ROTEIRO: VIDA NOCTURNA  |  SANDRA NOBRE STORYTELLER  |  JOANA RAY ILUSTRADORA

Um viajante com uma guitarra está sempre acompanhado, talvez por isso seguimos sempre os dois para onde quer que vá. Toco nos quartos onde me instalo, no sofá de casa dos amigos que vou conhecendo e me convidam para uma refeição, num qualquer jardim sentado na relva, de vez em quando em bares em que me atrevo a entrar numa jam session. Há noites que deixo a guitarra a um canto e tento diversificar o repertório, foi assim que dei com o Snooker Club Lisboa, com mesas de bilhar ao jeito dos clássicos do cinema, entre nuvens de fumo de cigarros verdadeiros – outro clássico quase em extinção –, que encobre a falta de jeito de alguns. Outro dos meus locais preferidos é inspirado num western de Clint Eastwood, O Bom O Mau e o Vilão, que dedica muito da sua programação à apresentação de curtas-metragens. O espaço é multifacetado e foge ao clichê do cinema com pipocas, que intercala com música, e o bar é ponto de paragem obrigatório.

Um destes dias, dei-me conta que estava metido numa comédia romântica e eu não era o protagonista. Foi assim: cruzei-me com Pablo, um espanhol de Sevilha, que se perdeu de amores por uma portuguesa, mas que se esqueceu de lhe perguntar o nome na noite em que se conheceram. Há três meses que volta à Pensão Amor, na tentativa de a ver e nem sombra dela, esfumou-se tal qual D. Sebastião, o 16º rei de Portugal que desapareceu na batalha de Alcácer-Quibir, no norte de África e que reza a lenda voltará num dia de nevoeiro. Numa destas quintas-feiras, fomos petiscar e beber uns copos e dei por mim a gritar “olé” numa corrida de touros, na mítica sala da tauromaquia nacional, que data de 1892, o Campo Pequeno. Pablo é uma figura de cartaz digno de sair em ombros da praça como o melhor dos toureiros, só tem azar no amor, o que se diz que é proporcional à sorte no jogo e fomos confirmar o ditado.

No Casino de Lisboa, entre as 1100 slot machines e as mesas de Black Jack, o espanhol decidiu-se pela roleta. Perdeu a cabeça: apostou 20 euros, no número 25, o mesmo dia em que conheceu a miúda, vermelho, a cor da paixão, argumentou. Fez o pleno que lhe rendeu 700€. Por essa altura já éramos os melhores amigos e foi comigo que quis comemorar – e afogar as mágoas – em cocktails. Ainda tentámos o JNcQUOI, mas assim que vimos a pinta de um grupo que estava a chegar nos seus carros topo de gama acompanhados de babes a pingar lantejoulas, achámos melhor cruzar a Avenida da Liberdade e saciar a sede no Red Frog, um speakeasy à antiga [que em 2017 foi considerado o 92º melhor bar do mundo na lista dos The World’s 50 Best Bars, que afinal são 100], que recria o ambiente da década de 20 e 30, dos tempos da Lei Seca, onde os nossos jeans coçados se enquadravam melhor. Bebemos como se tivesse acabado a Proibição, que no caso do Pablo era mais dar de beber à dor e já estava quase capaz de compor um fado.

O QUE FAZER |
**a)** Indica todos os lugares onde o narrador do texto sobre a vida noturna diz tocar guitarra.
**b)** Transcreve o trecho do texto sobre a vida noturna, começando em "Um destes dias, dei-me" e seguindo até "confirmar o ditado.".
O material apresentado a seguir é independente do texto.

SEGMENTO DE DADOS |
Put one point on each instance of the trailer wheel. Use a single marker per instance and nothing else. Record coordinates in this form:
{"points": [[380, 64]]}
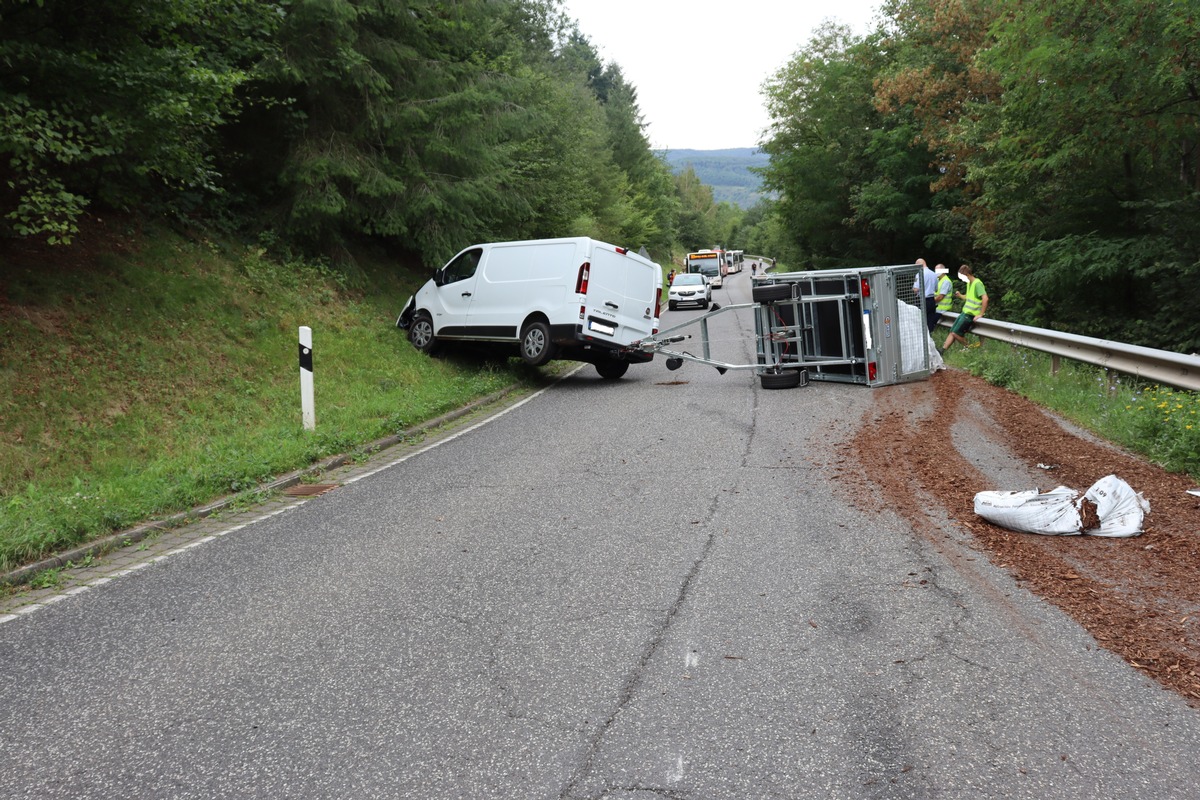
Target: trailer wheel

RESPOSTAS AOS EXERCÍCIOS |
**a)**
- Nos quartos onde se instala
- No sofá de casa dos amigos que vai conhecendo
- Num jardim, sentado na relva
- Em bares, em jam sessions

**b)**
Um destes dias, dei-me conta que estava metido numa comédia romântica e eu não era o protagonista. Foi assim: cruzei-me com Pablo, um espanhol de Sevilha, que se perdeu de amores por uma portuguesa, mas que se esqueceu de lhe perguntar o nome na noite em que se conheceram. Há três meses que volta à Pensão Amor, na tentativa de a ver e nem sombra dela, esfumou-se tal qual D. Sebastião, o 16º rei de Portugal que desapareceu na batalha de Alcácer-Quibir, no norte de África e que reza a lenda voltará num dia de nevoeiro. Numa destas quintas-feiras, fomos petiscar e beber uns copos e dei por mim a gritar “olé” numa corrida de touros, na mítica sala da tauromaquia nacional, que data de 1892, o Campo Pequeno. Pablo é uma figura de cartaz digno de sair em ombros da praça como o melhor dos toureiros, só tem azar no amor, o que se diz que é proporcional à sorte no jogo e fomos confirmar o ditado.